#### BRANO FORNITO

Rispetto alla domanda educativa delle persone più giovani, tuttavia, queste dinamiche non sembrano del tutto adeguate e corrispondenti, se intese solo come asettici meccanismi. Negli anni Settanta, il filosofo e pedagogista austriaco Ivan Illich aveva enunciato il principio della descolarizzazione della società (così si intitolava un suo famoso libro). In base al principio secondo il quale “nessuno educa nessuno, e neppure sé stesso, gli uomini si educano tra loro” enunciava che l’obbligo di frequenza scolastica si configurava come un effettivo impedimento al diritto di apprendere. Non si trattava di fare a meno della scuola, ma di svincolarla dai meccanismi sociali di derivazione capitalistica (a suo dire) di appropriazione del tempo libero e di uniformità della didattica in funzione della riproduzione di comportamenti omogenei.

########
#### DATI FORNITI

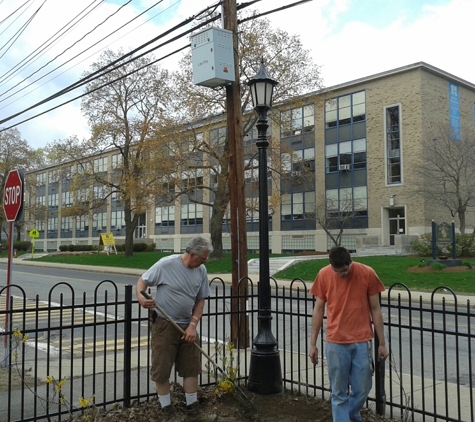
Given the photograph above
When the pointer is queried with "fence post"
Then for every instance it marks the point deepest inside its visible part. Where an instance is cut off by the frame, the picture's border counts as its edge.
(379, 377)
(127, 345)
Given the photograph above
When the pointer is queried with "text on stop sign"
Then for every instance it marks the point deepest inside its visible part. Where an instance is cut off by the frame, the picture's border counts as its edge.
(12, 195)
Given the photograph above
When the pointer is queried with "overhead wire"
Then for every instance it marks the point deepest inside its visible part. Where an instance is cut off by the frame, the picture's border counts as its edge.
(97, 73)
(59, 55)
(86, 80)
(49, 43)
(77, 55)
(20, 31)
(111, 65)
(16, 10)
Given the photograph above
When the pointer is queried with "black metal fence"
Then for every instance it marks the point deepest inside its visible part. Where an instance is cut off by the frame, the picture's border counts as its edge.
(98, 346)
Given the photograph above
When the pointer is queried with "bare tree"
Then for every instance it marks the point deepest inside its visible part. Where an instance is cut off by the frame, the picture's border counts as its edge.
(126, 108)
(286, 61)
(448, 174)
(334, 214)
(15, 154)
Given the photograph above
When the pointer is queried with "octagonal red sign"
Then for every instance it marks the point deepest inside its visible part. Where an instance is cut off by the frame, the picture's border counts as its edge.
(13, 195)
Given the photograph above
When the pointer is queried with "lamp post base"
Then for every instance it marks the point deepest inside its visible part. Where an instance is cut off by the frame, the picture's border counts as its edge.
(265, 373)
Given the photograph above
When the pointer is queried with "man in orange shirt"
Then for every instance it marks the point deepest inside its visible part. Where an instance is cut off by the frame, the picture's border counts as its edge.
(351, 292)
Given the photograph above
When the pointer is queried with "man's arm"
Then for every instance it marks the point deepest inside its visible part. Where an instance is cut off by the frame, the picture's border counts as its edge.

########

# COMPITI DA SVOLGERE
A. Con quali qualifiche viene presentato Ivan Illich nel brano sulla descolarizzazione? Elencale tutte.
B. Secondo il brano sulla descolarizzazione, come si configurava per Illich l'obbligo di frequenza scolastica?

# RISULTATI PER COMPITO
A. Filosofo, pedagogista, austriaco.

B. Come un effettivo impedimento al diritto di apprendere.